## Begin GIVEN ENTRIES

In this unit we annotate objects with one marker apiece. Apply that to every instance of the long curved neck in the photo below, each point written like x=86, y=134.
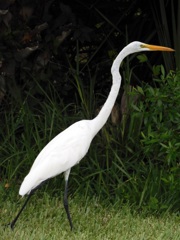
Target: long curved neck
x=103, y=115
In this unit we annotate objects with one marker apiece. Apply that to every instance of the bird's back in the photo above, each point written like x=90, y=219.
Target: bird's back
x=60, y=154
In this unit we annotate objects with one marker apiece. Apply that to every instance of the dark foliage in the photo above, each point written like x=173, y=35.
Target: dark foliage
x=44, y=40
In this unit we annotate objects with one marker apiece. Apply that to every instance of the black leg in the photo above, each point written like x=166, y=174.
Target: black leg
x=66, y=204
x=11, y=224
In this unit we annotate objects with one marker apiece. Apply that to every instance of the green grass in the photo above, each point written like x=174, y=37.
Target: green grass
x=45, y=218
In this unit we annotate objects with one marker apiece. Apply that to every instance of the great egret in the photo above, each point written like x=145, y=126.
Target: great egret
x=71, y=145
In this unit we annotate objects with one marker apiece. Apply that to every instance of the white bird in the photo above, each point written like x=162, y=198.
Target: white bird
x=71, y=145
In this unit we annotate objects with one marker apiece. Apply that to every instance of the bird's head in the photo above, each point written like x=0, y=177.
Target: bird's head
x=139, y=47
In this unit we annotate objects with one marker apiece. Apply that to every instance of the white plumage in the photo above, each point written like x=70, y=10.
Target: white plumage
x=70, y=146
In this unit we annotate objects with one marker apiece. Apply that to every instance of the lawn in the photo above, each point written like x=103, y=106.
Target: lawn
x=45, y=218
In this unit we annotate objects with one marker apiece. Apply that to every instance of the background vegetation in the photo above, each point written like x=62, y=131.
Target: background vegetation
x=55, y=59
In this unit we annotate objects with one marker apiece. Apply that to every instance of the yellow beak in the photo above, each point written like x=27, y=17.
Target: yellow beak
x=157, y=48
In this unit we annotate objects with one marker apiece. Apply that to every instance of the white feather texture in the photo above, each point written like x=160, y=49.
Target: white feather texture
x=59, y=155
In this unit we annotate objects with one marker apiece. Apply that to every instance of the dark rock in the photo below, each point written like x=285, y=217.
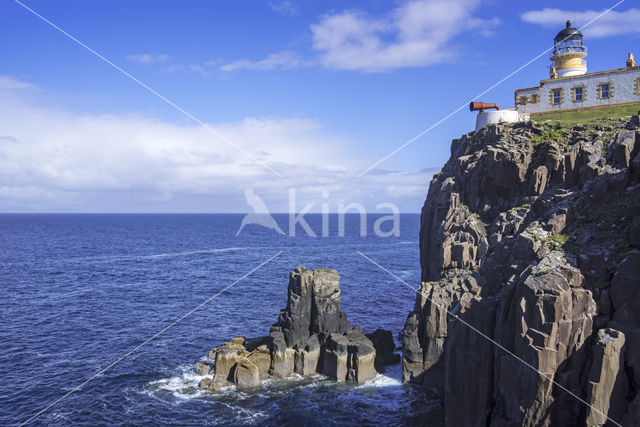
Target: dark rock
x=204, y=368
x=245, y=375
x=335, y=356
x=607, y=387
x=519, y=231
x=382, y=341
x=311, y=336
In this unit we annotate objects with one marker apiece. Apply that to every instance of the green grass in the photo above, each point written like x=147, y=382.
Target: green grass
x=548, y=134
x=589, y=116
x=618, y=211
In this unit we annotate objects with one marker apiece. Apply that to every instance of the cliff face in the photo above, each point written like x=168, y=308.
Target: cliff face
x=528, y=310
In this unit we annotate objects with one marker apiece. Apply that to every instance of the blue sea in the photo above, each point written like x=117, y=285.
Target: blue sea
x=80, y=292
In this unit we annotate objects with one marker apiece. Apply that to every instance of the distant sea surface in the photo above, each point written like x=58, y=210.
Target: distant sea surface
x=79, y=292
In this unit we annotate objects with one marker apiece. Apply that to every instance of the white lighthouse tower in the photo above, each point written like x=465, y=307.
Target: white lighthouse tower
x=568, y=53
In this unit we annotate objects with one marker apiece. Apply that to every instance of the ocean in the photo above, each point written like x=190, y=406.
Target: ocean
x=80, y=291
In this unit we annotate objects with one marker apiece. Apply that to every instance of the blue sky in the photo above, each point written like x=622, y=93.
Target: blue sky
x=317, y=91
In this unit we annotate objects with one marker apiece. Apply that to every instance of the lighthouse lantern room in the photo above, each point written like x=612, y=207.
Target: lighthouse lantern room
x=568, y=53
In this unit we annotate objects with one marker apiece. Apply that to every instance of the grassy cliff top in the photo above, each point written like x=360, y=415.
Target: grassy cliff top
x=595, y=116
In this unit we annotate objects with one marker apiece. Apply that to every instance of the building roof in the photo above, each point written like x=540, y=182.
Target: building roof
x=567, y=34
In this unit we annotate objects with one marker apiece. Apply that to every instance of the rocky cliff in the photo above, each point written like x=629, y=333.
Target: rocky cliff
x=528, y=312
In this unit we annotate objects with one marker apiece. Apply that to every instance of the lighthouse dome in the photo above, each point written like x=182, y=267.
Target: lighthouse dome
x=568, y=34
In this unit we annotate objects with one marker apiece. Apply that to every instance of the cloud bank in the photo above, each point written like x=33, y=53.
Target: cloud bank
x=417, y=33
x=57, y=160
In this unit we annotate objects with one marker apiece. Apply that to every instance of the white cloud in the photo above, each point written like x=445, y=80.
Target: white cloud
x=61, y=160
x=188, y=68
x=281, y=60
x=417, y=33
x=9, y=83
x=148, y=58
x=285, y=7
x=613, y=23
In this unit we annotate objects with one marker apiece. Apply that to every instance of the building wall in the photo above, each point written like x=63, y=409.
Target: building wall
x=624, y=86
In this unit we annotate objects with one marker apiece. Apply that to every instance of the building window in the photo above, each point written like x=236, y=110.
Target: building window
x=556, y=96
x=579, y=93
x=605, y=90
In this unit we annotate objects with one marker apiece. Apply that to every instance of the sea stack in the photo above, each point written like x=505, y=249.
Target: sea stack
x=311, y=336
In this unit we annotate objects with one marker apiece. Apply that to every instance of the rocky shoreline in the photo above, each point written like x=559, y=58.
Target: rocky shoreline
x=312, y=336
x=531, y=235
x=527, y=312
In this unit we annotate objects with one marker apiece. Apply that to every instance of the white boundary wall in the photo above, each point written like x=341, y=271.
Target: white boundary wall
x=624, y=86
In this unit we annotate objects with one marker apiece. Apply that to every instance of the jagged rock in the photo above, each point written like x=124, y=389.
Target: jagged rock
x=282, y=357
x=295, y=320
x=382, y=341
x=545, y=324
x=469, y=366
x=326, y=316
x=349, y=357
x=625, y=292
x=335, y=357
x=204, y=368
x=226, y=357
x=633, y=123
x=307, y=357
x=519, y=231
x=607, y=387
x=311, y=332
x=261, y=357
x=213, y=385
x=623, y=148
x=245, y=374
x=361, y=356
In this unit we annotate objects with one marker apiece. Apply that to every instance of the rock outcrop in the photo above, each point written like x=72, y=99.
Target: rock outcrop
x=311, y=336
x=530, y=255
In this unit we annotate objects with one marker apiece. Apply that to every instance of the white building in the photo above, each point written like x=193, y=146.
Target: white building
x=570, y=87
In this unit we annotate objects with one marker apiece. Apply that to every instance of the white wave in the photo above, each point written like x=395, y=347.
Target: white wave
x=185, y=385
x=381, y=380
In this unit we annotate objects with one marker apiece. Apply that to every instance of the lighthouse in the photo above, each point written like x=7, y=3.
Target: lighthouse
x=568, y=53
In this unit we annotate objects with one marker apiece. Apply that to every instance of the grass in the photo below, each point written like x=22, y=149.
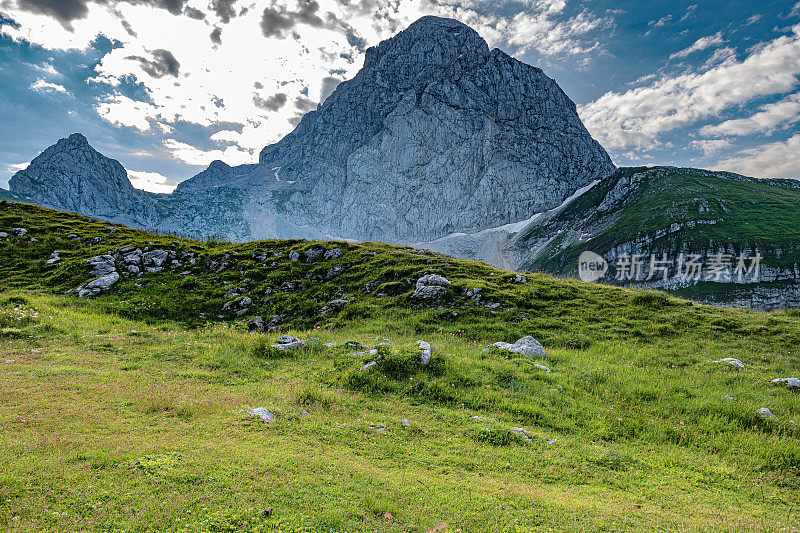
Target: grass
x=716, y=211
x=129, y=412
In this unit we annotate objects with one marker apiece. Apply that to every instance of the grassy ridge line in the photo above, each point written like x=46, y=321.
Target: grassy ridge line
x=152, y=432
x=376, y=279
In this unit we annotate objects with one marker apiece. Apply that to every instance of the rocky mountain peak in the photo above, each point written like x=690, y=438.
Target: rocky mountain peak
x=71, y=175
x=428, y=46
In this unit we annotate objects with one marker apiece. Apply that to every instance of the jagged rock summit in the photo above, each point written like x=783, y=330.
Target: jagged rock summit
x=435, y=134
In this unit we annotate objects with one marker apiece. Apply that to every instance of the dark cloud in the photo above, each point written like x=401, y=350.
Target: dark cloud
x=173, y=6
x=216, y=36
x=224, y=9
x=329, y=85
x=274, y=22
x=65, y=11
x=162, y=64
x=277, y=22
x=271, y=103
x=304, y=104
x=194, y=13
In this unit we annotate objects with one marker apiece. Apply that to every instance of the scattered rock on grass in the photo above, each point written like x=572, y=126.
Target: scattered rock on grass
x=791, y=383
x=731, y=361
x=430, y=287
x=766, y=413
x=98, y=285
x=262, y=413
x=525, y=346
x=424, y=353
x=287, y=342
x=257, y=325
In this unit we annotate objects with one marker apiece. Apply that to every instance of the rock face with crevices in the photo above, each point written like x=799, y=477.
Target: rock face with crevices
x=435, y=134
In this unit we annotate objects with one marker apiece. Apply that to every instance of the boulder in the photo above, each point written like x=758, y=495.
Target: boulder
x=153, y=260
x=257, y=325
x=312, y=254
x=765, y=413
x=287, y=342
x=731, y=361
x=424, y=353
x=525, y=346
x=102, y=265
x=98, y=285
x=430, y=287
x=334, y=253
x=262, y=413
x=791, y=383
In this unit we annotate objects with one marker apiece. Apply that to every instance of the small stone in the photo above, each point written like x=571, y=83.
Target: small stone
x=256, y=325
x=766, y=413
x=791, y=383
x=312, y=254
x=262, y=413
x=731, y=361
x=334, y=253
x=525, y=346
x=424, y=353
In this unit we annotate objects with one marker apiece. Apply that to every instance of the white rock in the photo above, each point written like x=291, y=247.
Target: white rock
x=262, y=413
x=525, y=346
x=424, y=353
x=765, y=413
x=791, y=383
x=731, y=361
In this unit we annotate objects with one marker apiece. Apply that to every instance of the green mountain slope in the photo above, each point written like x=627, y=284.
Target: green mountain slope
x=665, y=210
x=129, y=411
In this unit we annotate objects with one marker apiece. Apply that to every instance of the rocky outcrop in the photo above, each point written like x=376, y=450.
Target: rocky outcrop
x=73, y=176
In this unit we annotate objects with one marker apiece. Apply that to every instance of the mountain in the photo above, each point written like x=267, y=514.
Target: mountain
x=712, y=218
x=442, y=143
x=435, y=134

## End GIVEN ENTRIES

* WHAT THIS TASK INVOLVES: Present the data from the line with "like x=145, y=126." to the line with "x=70, y=146", both included, as a Markdown table with the columns Row and Line, leaving out blank lines.

* REPLY:
| Row | Line |
|---|---|
| 1 | In this unit we annotate objects with one marker apiece. Apply that to every instance of the great egret in the photo above, each point written like x=145, y=126. |
| 2 | Target: great egret |
| 3 | x=71, y=145 |
| 4 | In this unit we annotate objects with one marker apiece. Apply that to every instance of the white bird in the photo above, each point written like x=162, y=198. |
| 5 | Target: white bird |
| 6 | x=71, y=145 |
| 7 | In this unit we annotate objects with one marker apiece. Apply that to every instance of the bird's head in the photo above, each point written like x=0, y=177. |
| 8 | Target: bird's head |
| 9 | x=139, y=47 |
| 10 | In this unit we annotate objects with one marker apiece. Apply that to every instance of the white plumage in the photo above, each point written like x=70, y=10. |
| 11 | Target: white plumage |
| 12 | x=70, y=146 |